◆ **Exercise goal**: Could you write out all of these lines again, requests included, rescaling only the coordinates in the answers by a factor of 1.15 and rounding each to a whole number, with halves rounded up? Leave the pictures out.

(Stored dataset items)
+-------+
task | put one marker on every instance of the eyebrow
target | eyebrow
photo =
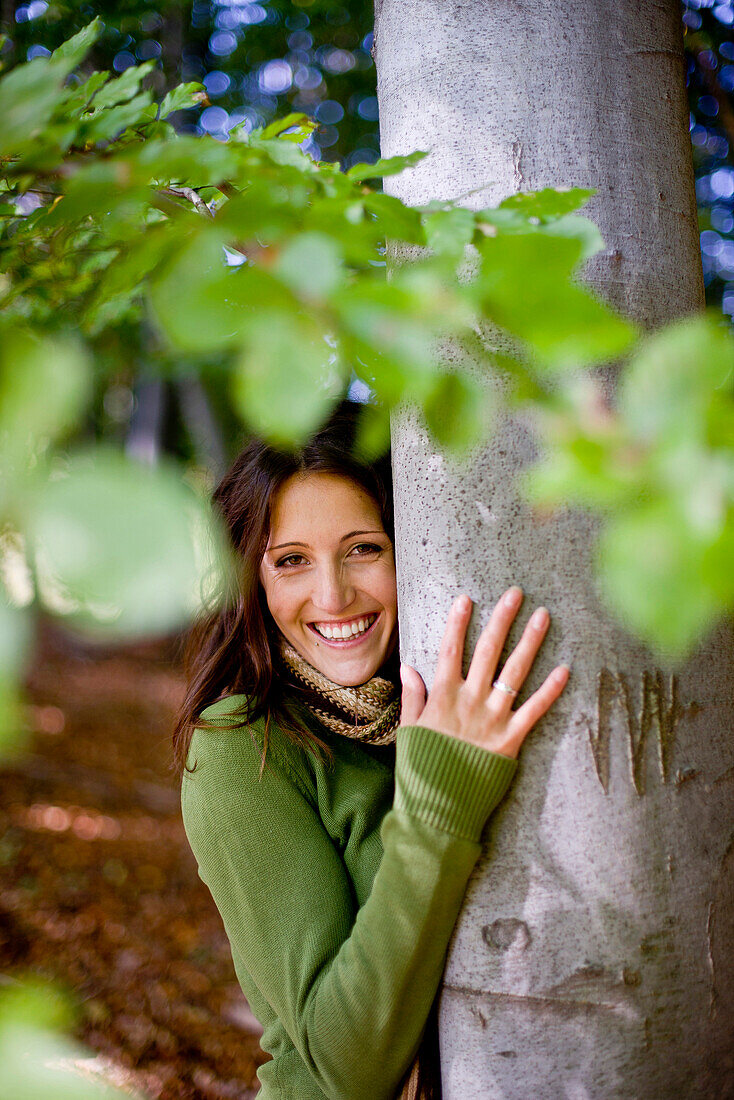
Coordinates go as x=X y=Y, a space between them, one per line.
x=351 y=535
+-------+
◆ **Result for this task**:
task | put one marker on every instance of the eyebrow
target | eyebrow
photo =
Coordinates go as x=X y=Y, a space between them, one per line.
x=404 y=615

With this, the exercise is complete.